What you need to do. When you reproduce the entries below, keep each one exact and drop any pictures.

(Information begins)

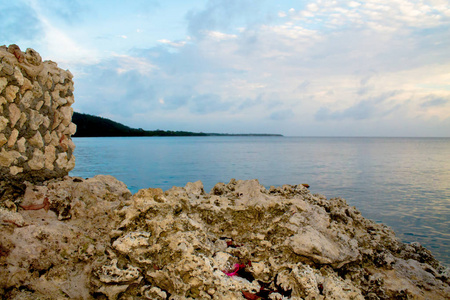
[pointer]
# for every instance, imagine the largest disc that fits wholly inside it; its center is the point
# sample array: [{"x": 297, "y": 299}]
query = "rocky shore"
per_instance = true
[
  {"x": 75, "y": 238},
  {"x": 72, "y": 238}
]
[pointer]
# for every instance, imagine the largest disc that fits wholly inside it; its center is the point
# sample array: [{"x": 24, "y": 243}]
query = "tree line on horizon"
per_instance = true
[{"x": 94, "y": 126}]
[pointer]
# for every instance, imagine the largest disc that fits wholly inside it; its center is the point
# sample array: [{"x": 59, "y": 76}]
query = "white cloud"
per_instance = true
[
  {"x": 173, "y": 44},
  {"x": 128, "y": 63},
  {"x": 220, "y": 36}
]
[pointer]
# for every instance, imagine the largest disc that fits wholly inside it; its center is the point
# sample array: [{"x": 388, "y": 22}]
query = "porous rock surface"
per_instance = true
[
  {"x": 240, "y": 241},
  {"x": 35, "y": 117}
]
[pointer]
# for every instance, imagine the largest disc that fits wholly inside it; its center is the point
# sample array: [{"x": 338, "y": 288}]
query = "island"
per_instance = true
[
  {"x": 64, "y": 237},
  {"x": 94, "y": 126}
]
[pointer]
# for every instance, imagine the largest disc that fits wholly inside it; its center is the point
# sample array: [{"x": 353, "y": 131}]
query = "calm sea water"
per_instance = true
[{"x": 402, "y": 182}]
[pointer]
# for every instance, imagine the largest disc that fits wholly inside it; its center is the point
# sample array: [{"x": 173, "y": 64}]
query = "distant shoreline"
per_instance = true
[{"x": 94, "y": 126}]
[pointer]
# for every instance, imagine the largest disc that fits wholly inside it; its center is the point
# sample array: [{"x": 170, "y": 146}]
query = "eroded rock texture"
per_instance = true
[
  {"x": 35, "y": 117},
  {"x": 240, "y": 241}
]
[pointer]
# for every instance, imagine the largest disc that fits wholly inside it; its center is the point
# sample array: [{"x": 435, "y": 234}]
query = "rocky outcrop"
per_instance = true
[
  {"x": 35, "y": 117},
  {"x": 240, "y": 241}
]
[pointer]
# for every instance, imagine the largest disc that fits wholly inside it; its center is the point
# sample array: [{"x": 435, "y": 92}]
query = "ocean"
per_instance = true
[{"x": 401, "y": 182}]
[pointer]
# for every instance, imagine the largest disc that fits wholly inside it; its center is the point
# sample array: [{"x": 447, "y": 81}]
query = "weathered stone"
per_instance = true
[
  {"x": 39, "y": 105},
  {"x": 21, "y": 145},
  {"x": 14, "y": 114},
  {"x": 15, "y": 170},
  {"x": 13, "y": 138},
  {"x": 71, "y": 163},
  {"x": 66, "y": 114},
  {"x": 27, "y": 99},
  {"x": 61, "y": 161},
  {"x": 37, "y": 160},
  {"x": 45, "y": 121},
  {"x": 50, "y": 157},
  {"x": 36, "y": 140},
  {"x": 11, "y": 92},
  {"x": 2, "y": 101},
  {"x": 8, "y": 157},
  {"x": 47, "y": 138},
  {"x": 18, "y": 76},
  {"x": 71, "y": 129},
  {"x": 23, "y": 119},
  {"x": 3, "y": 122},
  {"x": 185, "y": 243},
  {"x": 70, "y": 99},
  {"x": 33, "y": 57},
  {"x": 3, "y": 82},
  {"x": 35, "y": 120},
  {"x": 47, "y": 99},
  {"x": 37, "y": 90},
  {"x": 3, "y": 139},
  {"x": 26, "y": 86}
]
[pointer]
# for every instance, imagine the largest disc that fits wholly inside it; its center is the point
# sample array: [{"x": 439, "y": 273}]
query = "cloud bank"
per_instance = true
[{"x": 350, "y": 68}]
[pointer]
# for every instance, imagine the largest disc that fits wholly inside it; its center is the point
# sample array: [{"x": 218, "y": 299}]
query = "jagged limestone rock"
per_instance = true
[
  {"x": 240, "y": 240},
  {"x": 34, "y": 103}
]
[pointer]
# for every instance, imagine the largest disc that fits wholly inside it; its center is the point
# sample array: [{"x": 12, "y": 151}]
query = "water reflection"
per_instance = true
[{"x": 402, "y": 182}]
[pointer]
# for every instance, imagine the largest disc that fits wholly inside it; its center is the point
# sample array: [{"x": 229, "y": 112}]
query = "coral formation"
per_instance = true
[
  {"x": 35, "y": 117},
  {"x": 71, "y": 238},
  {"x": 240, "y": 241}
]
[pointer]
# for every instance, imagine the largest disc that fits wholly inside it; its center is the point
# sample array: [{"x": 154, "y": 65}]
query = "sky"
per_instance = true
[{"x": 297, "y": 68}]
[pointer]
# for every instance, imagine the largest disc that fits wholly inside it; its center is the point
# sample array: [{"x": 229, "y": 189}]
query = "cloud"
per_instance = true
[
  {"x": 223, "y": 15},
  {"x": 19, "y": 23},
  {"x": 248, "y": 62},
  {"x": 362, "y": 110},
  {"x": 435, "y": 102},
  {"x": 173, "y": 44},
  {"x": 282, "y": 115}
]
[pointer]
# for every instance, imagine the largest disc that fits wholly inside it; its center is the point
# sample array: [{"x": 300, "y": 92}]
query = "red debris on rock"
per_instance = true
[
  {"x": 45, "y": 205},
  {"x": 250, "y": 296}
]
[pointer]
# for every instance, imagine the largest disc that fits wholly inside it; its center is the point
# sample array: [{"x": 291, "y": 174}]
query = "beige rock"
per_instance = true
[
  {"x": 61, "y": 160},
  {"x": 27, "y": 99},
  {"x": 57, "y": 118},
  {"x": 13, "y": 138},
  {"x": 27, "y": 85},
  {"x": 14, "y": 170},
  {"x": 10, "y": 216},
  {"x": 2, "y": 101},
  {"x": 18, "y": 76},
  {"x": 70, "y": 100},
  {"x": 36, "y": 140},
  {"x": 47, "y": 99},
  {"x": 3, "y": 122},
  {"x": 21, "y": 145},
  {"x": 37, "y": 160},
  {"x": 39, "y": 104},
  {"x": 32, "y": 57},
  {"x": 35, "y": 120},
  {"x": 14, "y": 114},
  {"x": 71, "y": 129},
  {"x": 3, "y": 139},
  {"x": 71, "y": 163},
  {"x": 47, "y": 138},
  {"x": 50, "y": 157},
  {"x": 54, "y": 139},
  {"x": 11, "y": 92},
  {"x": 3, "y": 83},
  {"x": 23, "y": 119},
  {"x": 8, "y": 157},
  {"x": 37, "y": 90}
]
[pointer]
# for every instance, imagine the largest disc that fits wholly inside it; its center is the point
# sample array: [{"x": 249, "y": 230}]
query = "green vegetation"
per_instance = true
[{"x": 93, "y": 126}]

(Information ends)

Answer box.
[pointer]
# for every instance, imagine the largest disc that fits wholly inside it; its center is the point
# sample array: [{"x": 297, "y": 299}]
query = "rocky shore"
per_instance = true
[
  {"x": 75, "y": 238},
  {"x": 72, "y": 238}
]
[pointer]
# for every instance, imagine the largest disc that fits wholly inside it; its center is the point
# sample array: [{"x": 24, "y": 243}]
query = "tree line on horizon"
per_instance = true
[{"x": 94, "y": 126}]
[pointer]
# for every instance, imagine the largest disc that fits wholly inside it; its center is the point
# sample array: [{"x": 59, "y": 76}]
query = "white cloud"
per_instance = true
[
  {"x": 173, "y": 44},
  {"x": 128, "y": 63},
  {"x": 220, "y": 36}
]
[pointer]
# for every instance, imagine the largest disc that fits wholly inside it; its center is the point
# sample array: [{"x": 388, "y": 22}]
query = "porous rock surface"
per_instance = true
[
  {"x": 240, "y": 241},
  {"x": 35, "y": 117}
]
[pointer]
# for every instance, imagine the largest disc that fits wholly inside it; its center is the point
# sample array: [{"x": 338, "y": 288}]
query = "island"
per_instance = true
[
  {"x": 64, "y": 237},
  {"x": 94, "y": 126}
]
[pointer]
# for every instance, imagine the largest disc that fits wholly inside it; its center is the point
# sample array: [{"x": 353, "y": 131}]
query = "calm sea water"
per_instance = true
[{"x": 402, "y": 182}]
[pointer]
# for every instance, imagine the largest disc that fits wholly inside it; its center is the point
# sample array: [{"x": 173, "y": 64}]
query = "distant shoreline"
per_instance = true
[{"x": 94, "y": 126}]
[pointer]
# for every instance, imagine the largest disc that fits wholly inside it; its center is the point
# sample array: [{"x": 170, "y": 146}]
query = "eroded rock texture"
per_instance = true
[
  {"x": 35, "y": 117},
  {"x": 240, "y": 241}
]
[pointer]
# for every instance, imagine the largest disc that fits wholly inside it; its center is the point
# sample array: [{"x": 435, "y": 234}]
query = "rocky outcrop"
per_instance = true
[
  {"x": 35, "y": 117},
  {"x": 240, "y": 241}
]
[pointer]
# for every instance, imagine the largest disc that fits wholly inside it; its center is the point
# sample array: [{"x": 435, "y": 92}]
query = "ocean"
per_instance = true
[{"x": 401, "y": 182}]
[pointer]
# for every instance, imagine the largest disc that fits wholly inside it; its center is the point
# sample array: [{"x": 447, "y": 81}]
query = "weathered stone"
per_instance = true
[
  {"x": 39, "y": 105},
  {"x": 21, "y": 145},
  {"x": 14, "y": 114},
  {"x": 15, "y": 170},
  {"x": 13, "y": 138},
  {"x": 71, "y": 163},
  {"x": 66, "y": 114},
  {"x": 27, "y": 99},
  {"x": 61, "y": 161},
  {"x": 37, "y": 160},
  {"x": 45, "y": 121},
  {"x": 50, "y": 157},
  {"x": 36, "y": 140},
  {"x": 11, "y": 92},
  {"x": 2, "y": 101},
  {"x": 8, "y": 157},
  {"x": 47, "y": 138},
  {"x": 18, "y": 76},
  {"x": 71, "y": 129},
  {"x": 23, "y": 119},
  {"x": 3, "y": 122},
  {"x": 185, "y": 243},
  {"x": 70, "y": 99},
  {"x": 33, "y": 57},
  {"x": 3, "y": 82},
  {"x": 35, "y": 120},
  {"x": 47, "y": 99},
  {"x": 37, "y": 90},
  {"x": 3, "y": 139},
  {"x": 26, "y": 86}
]
[pointer]
# for every instance, imagine the largest disc that fits wholly inside it; its center is the point
# sample array: [{"x": 439, "y": 273}]
query = "cloud bank"
per_instance = true
[{"x": 350, "y": 68}]
[pointer]
# for every instance, imagine the largest disc that fits wholly inside it; its center is the point
# sample array: [{"x": 218, "y": 299}]
query = "jagged limestone rock"
per_instance = true
[
  {"x": 240, "y": 240},
  {"x": 34, "y": 103}
]
[pointer]
# for every instance, imagine the largest disc that fits wholly inside it; its center is the point
# sample array: [{"x": 12, "y": 151}]
query = "water reflection"
per_instance = true
[{"x": 402, "y": 182}]
[pointer]
# for every instance, imagine the largest disc that fits wholly inside it; its center is the point
# sample array: [{"x": 229, "y": 112}]
query = "coral formation"
per_instance = true
[
  {"x": 35, "y": 117},
  {"x": 71, "y": 238},
  {"x": 240, "y": 241}
]
[pointer]
# for every instance, imagine the largest disc that fits wholly inside it; its center is the point
# sample array: [{"x": 154, "y": 65}]
query = "sky"
per_instance = true
[{"x": 297, "y": 68}]
[pointer]
# for every instance, imagine the largest disc that fits wholly inside it; its center is the point
# sample array: [{"x": 229, "y": 189}]
query = "cloud"
per_instance = true
[
  {"x": 223, "y": 15},
  {"x": 19, "y": 23},
  {"x": 248, "y": 62},
  {"x": 362, "y": 110},
  {"x": 435, "y": 102},
  {"x": 173, "y": 44},
  {"x": 282, "y": 115}
]
[pointer]
# for every instance, imagine the largest disc that fits wholly inside it; its center is the point
# sample array: [{"x": 300, "y": 92}]
query = "red debris on rock"
per_instance = true
[
  {"x": 45, "y": 205},
  {"x": 250, "y": 296}
]
[pointer]
# for every instance, imagine the largest disc that fits wholly inside it; its center is the point
# sample array: [{"x": 291, "y": 174}]
query = "beige rock"
per_instance = true
[
  {"x": 61, "y": 160},
  {"x": 27, "y": 99},
  {"x": 57, "y": 118},
  {"x": 13, "y": 138},
  {"x": 27, "y": 85},
  {"x": 14, "y": 170},
  {"x": 10, "y": 216},
  {"x": 2, "y": 101},
  {"x": 18, "y": 76},
  {"x": 70, "y": 100},
  {"x": 36, "y": 140},
  {"x": 47, "y": 99},
  {"x": 3, "y": 122},
  {"x": 21, "y": 145},
  {"x": 37, "y": 160},
  {"x": 39, "y": 104},
  {"x": 32, "y": 57},
  {"x": 35, "y": 120},
  {"x": 14, "y": 114},
  {"x": 71, "y": 129},
  {"x": 3, "y": 139},
  {"x": 71, "y": 163},
  {"x": 47, "y": 138},
  {"x": 50, "y": 157},
  {"x": 54, "y": 139},
  {"x": 11, "y": 92},
  {"x": 3, "y": 83},
  {"x": 23, "y": 119},
  {"x": 8, "y": 157},
  {"x": 37, "y": 90}
]
[pointer]
# for every instance, imagine the largest disc that fits wholly inside it; its center is the point
# sample array: [{"x": 249, "y": 230}]
query = "green vegetation"
per_instance = true
[{"x": 93, "y": 126}]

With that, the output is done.